**MATERIAL PROVIDED**
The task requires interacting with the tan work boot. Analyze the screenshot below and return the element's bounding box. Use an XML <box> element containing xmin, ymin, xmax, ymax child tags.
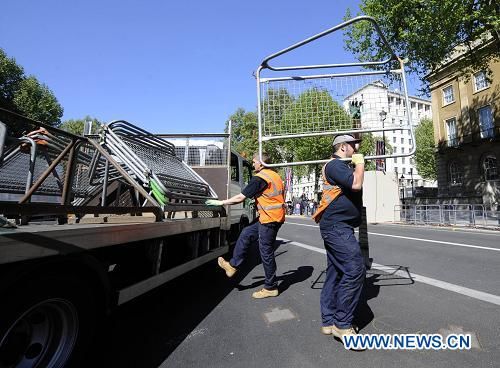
<box><xmin>332</xmin><ymin>326</ymin><xmax>365</xmax><ymax>351</ymax></box>
<box><xmin>252</xmin><ymin>288</ymin><xmax>279</xmax><ymax>299</ymax></box>
<box><xmin>217</xmin><ymin>257</ymin><xmax>237</xmax><ymax>277</ymax></box>
<box><xmin>321</xmin><ymin>324</ymin><xmax>359</xmax><ymax>335</ymax></box>
<box><xmin>321</xmin><ymin>326</ymin><xmax>333</xmax><ymax>335</ymax></box>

**THE REQUEST**
Reproduce each of the rows above word for word, omitting the picture.

**TASK ANSWER**
The task requires interacting with the tan work boot. Analyze the screenshot below and return the element's bounding box. Use an XML <box> element containing xmin, ymin, xmax, ymax child tags.
<box><xmin>332</xmin><ymin>326</ymin><xmax>365</xmax><ymax>351</ymax></box>
<box><xmin>252</xmin><ymin>288</ymin><xmax>279</xmax><ymax>299</ymax></box>
<box><xmin>217</xmin><ymin>257</ymin><xmax>237</xmax><ymax>277</ymax></box>
<box><xmin>321</xmin><ymin>324</ymin><xmax>359</xmax><ymax>335</ymax></box>
<box><xmin>321</xmin><ymin>326</ymin><xmax>333</xmax><ymax>335</ymax></box>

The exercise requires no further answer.